EXERCISE MATERIAL –

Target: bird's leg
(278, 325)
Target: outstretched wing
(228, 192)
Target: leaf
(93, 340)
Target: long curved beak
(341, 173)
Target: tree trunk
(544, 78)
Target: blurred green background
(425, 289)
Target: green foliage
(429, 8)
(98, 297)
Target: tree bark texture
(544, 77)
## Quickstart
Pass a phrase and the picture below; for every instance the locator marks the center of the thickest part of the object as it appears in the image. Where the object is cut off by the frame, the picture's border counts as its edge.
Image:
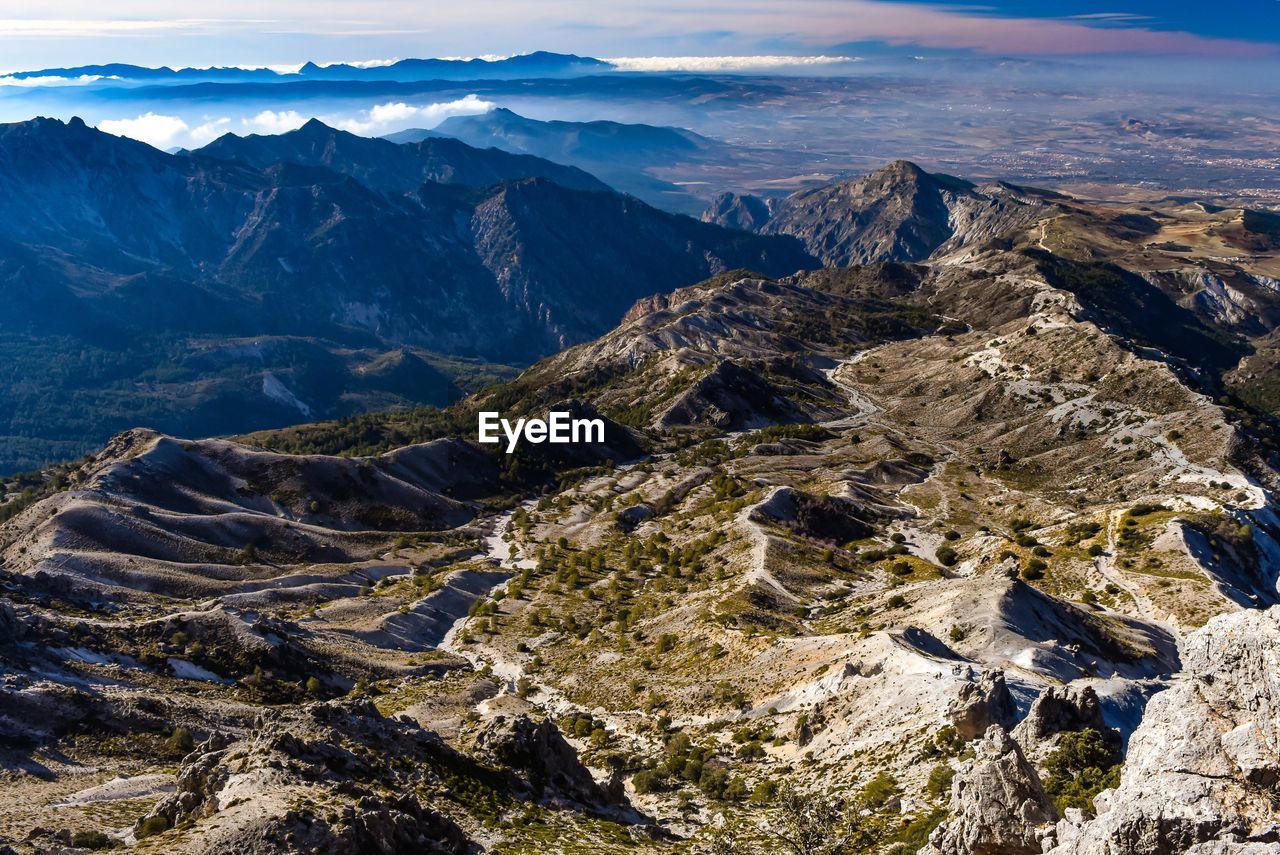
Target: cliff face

EXERCISE –
Output all of the records above verbatim, line by line, leaving out the pictures.

THE RESULT –
Target: bird's leg
(278, 325)
Target: outstretched wing
(228, 192)
Target: leaf
(93, 340)
Target: long curved beak
(341, 173)
Target: tree trunk
(544, 78)
Target: blurred green background
(425, 289)
Target: green foliage
(429, 8)
(98, 297)
Target: tree bark texture
(544, 77)
## Quickstart
Pass a phrase and the picture below; for every instance the locator marks the center of the thickest part of the object as it appears in the image. Where the object is cut off by the frame, the picture's border counts as its edge.
Image:
Target: cliff face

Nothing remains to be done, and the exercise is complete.